BEGIN

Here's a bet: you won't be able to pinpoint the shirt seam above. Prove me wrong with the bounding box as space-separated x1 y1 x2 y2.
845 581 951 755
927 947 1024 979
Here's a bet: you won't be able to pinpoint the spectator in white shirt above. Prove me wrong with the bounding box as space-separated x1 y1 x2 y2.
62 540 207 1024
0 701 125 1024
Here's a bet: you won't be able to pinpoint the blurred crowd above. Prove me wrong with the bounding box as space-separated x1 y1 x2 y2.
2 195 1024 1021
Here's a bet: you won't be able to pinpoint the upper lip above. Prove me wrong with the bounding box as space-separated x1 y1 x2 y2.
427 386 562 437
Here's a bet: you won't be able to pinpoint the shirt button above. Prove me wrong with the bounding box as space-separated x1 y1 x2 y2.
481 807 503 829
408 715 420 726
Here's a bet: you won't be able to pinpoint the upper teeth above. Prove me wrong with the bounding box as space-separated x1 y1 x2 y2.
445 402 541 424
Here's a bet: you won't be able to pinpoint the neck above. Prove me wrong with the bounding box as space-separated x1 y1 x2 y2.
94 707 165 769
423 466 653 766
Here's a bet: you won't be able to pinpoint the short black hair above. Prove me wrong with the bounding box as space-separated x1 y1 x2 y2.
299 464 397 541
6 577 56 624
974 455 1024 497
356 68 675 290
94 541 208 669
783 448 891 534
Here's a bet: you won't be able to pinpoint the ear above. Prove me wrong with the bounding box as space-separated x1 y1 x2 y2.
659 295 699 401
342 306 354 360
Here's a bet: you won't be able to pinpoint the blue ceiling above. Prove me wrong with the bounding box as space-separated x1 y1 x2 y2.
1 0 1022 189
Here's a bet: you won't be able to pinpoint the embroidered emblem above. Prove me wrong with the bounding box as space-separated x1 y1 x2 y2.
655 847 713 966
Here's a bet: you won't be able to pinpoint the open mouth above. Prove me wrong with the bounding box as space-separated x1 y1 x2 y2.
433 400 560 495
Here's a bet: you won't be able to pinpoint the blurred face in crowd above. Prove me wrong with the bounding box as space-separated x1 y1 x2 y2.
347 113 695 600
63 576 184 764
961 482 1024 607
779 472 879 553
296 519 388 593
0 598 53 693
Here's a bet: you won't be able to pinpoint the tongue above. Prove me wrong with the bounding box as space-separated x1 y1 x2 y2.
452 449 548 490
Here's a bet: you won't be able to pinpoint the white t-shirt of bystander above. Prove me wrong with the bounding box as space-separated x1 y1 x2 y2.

END

Starting with the line that contains "Here's a bet: you won't be able to pinpoint the embroidered", print every line through the end of the entries above exactly as written, both boundary lines included, and nothing else.

Here's a bet: you won't be able to pinpoint the embroidered emblem above. Prove me wrong with the bounding box as space-separated x1 y1 x2 y2.
655 847 713 966
Here's a bet: you won't be able to pinpoint the open mouth above. Prove me wrong with the bounding box as space-separated x1 y1 x2 y2.
433 400 560 495
Here's a bet: you won't be able to pinpoint the blurred face in crowd above. Prove me wrong with the bounding box as space-separated x1 y1 x2 y2.
347 113 695 600
63 576 184 764
961 482 1024 607
779 472 879 553
296 519 388 593
0 598 53 693
Here's a bet: you won't be able to pinpoint the tongue above. Prove me wrong with the bounding box as space-separated x1 y1 x2 y2.
452 449 548 490
Here's a bet: you won't be able to pinpoint the white t-shirt of bystander above. Prove me wrong with the bounding box as space-separated x1 y1 x2 y2.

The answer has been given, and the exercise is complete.